Solve a mixed problem in the domain $t > 0, x > 0$ : $u_{t t}-4 u_{x x}=0, u(0, x)=e^x, u_t(0, x)=1, u(t, 0)=0$
Applying d'Alembert's method, the general solution to this diffetential equation it the following
$$ u(x,t)= f_1(x-at) +f_2(x+at). $$ where $$ f_1(x)= \dfrac{e^x}{2} -\frac{1}{4}\int_{0}^{x} 1 \,ds, $$ $$ f_2(x)= \dfrac{e^x}{2} +\frac{1}{4}\int_{0}^{x} 1 \,ds. $$
Because of the boundry condition $u(t, 0)=0$ the solution must be found (!) in the the form of
$$\Phi(x)=\left\{\begin{array}{ll}\varphi(x), & x>0, \\ -\varphi(-x), & x<0,\end{array} \quad \Psi(x)= \begin{cases}\psi(x), & x>0 \\ -\psi(-x), & x<0\end{cases}\right.$$
Introducing the new expressions for our initial conditions $$ u(0, x)=e^x=\varphi(x)\ \text{and} \ u_t(0, x)=1=\psi(x)$$
I suppoused that the following sytem is the an extension of the initial conditions on the whole plane (!!)
$$\Phi(x)=\left\{\begin{array}{ll} e^{x}, & x>0, \\ -e^{-x}, & x<0,\end{array} \quad \Psi(x)= \begin{cases}1, & x>0 \\ -1 & x<0\end{cases}\right.$$
Questions
(!) Why do we search the function on the whole plane if we are only interested by the conditions of the problem in $x>0, \ t>0$.
(!!) Can we say that this is the solution to Cauchy problem? $\left\{\begin{array}{l}u_{t t}=4^2 u_{x x}, t>0, x \in \mathbb{R} \\ \left.u\right|_{t=0}=\Phi(x),\left.u_t\right|_{t=0}=\Psi(x), x \in \mathbb{R}\end{array}\right.$
=-=-=
To do: Return the passage of the mixed wave-equation problem above from "Solve a mixed" to "whole plane (!!)", copied verbatim.
=-=-=
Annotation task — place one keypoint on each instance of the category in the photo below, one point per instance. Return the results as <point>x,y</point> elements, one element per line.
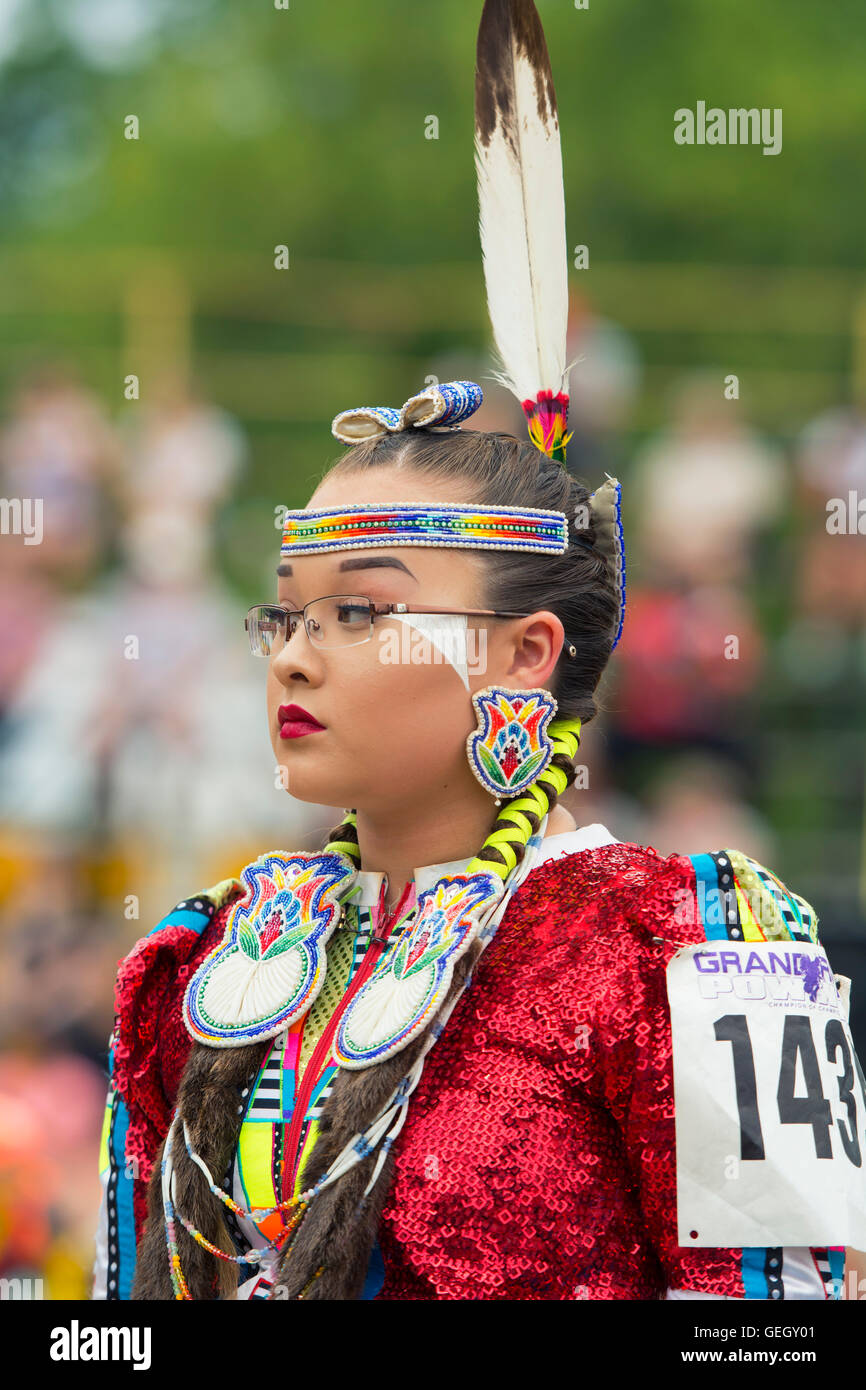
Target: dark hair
<point>501,470</point>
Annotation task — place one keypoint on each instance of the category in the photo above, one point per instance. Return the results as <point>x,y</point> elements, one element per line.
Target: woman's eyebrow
<point>360,562</point>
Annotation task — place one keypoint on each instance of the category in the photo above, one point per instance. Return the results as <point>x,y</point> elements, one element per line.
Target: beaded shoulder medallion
<point>271,961</point>
<point>510,747</point>
<point>410,982</point>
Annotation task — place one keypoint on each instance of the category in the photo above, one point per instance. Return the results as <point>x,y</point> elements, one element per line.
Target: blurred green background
<point>307,128</point>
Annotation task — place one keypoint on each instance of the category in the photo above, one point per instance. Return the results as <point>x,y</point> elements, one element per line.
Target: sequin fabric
<point>537,1159</point>
<point>538,1154</point>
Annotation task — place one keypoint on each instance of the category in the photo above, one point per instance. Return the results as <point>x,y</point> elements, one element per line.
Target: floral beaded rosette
<point>412,979</point>
<point>271,962</point>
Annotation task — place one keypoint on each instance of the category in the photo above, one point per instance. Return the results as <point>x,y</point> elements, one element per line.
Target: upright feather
<point>523,214</point>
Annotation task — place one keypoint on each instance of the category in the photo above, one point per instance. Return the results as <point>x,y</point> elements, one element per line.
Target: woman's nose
<point>298,655</point>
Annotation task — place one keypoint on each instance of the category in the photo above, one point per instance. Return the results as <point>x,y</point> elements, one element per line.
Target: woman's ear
<point>537,642</point>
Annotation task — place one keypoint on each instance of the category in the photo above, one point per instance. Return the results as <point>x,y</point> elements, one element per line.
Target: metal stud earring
<point>510,747</point>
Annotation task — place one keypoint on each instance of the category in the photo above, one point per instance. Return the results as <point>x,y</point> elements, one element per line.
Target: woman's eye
<point>352,613</point>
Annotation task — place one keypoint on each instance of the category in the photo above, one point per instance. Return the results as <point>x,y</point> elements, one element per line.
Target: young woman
<point>437,1058</point>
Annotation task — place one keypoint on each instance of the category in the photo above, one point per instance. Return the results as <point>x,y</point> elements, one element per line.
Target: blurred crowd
<point>131,716</point>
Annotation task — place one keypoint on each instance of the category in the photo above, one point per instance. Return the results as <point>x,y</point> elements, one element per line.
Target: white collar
<point>367,883</point>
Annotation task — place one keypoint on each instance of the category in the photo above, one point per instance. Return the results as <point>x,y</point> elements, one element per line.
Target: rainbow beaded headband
<point>483,528</point>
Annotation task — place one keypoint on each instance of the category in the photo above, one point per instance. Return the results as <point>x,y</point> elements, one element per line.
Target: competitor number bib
<point>770,1098</point>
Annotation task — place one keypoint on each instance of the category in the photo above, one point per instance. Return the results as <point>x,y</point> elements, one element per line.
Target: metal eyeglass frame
<point>376,610</point>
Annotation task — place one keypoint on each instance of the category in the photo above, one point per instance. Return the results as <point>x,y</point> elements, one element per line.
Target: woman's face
<point>394,729</point>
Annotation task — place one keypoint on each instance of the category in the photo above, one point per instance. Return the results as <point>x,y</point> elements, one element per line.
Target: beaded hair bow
<point>442,406</point>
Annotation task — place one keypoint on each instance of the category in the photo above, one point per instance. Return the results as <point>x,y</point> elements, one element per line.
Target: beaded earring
<point>510,748</point>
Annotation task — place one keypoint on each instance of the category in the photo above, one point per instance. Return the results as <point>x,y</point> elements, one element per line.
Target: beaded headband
<point>480,528</point>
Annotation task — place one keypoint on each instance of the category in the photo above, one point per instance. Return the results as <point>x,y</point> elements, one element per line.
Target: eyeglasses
<point>335,620</point>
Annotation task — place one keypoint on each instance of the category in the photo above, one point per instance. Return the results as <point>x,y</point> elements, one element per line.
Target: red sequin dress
<point>538,1155</point>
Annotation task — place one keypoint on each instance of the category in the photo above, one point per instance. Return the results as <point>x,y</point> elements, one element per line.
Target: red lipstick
<point>295,722</point>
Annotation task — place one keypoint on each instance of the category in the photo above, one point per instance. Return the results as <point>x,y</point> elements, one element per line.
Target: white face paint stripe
<point>446,631</point>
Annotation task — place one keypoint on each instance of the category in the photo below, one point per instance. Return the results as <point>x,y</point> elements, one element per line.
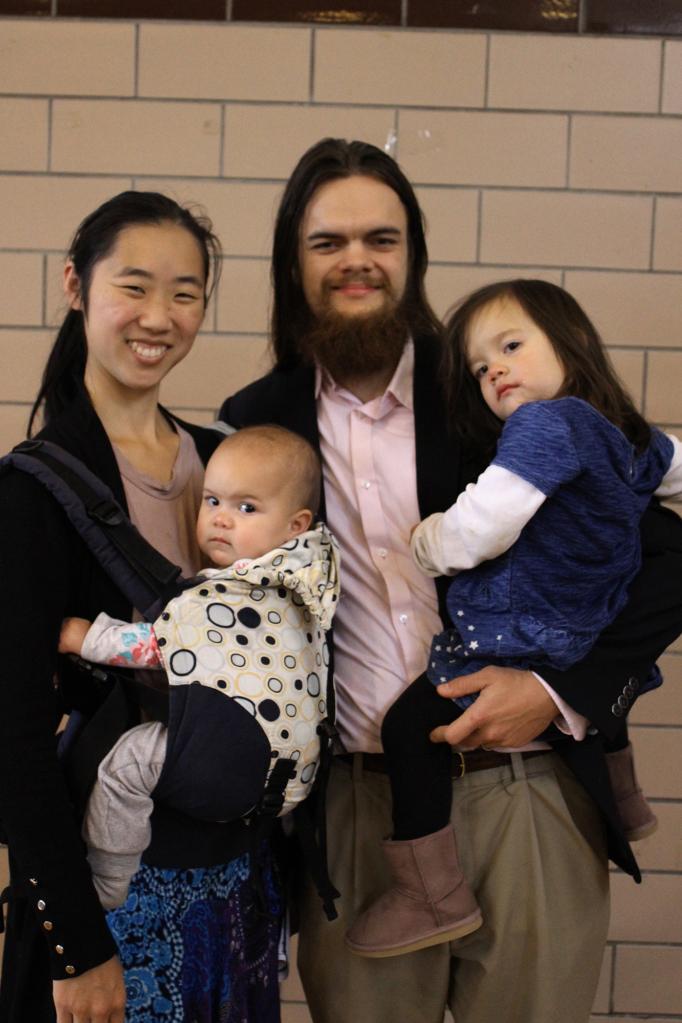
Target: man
<point>357,372</point>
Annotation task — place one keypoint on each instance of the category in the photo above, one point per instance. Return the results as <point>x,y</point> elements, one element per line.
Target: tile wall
<point>556,153</point>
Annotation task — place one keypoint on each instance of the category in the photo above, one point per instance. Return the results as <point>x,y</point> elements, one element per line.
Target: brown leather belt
<point>462,763</point>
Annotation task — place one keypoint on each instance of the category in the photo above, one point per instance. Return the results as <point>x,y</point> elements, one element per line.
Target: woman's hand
<point>512,709</point>
<point>98,995</point>
<point>72,637</point>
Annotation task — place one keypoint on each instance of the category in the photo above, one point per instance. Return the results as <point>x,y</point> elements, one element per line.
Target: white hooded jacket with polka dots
<point>255,633</point>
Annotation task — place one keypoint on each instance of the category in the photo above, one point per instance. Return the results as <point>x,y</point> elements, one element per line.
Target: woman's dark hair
<point>326,161</point>
<point>94,239</point>
<point>589,373</point>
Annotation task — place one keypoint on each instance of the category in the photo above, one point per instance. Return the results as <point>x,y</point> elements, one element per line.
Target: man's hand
<point>98,995</point>
<point>512,709</point>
=-=-=
Exercise solution:
Solve a mixed problem in the domain $t > 0, x > 0$ : $u_{t t}-4 u_{x x}=0, u(0, x)=e^x, u_t(0, x)=1, u(t, 0)=0$
Applying d'Alembert's method, the general solution to this diffetential equation it the following
$$ u(x,t)= f_1(x-at) +f_2(x+at). $$ where $$ f_1(x)= \dfrac{e^x}{2} -\frac{1}{4}\int_{0}^{x} 1 \,ds, $$ $$ f_2(x)= \dfrac{e^x}{2} +\frac{1}{4}\int_{0}^{x} 1 \,ds. $$
Because of the boundry condition $u(t, 0)=0$ the solution must be found (!) in the the form of
$$\Phi(x)=\left\{\begin{array}{ll}\varphi(x), & x>0, \\ -\varphi(-x), & x<0,\end{array} \quad \Psi(x)= \begin{cases}\psi(x), & x>0 \\ -\psi(-x), & x<0\end{cases}\right.$$
Introducing the new expressions for our initial conditions $$ u(0, x)=e^x=\varphi(x)\ \text{and} \ u_t(0, x)=1=\psi(x)$$
I suppoused that the following sytem is the an extension of the initial conditions on the whole plane (!!)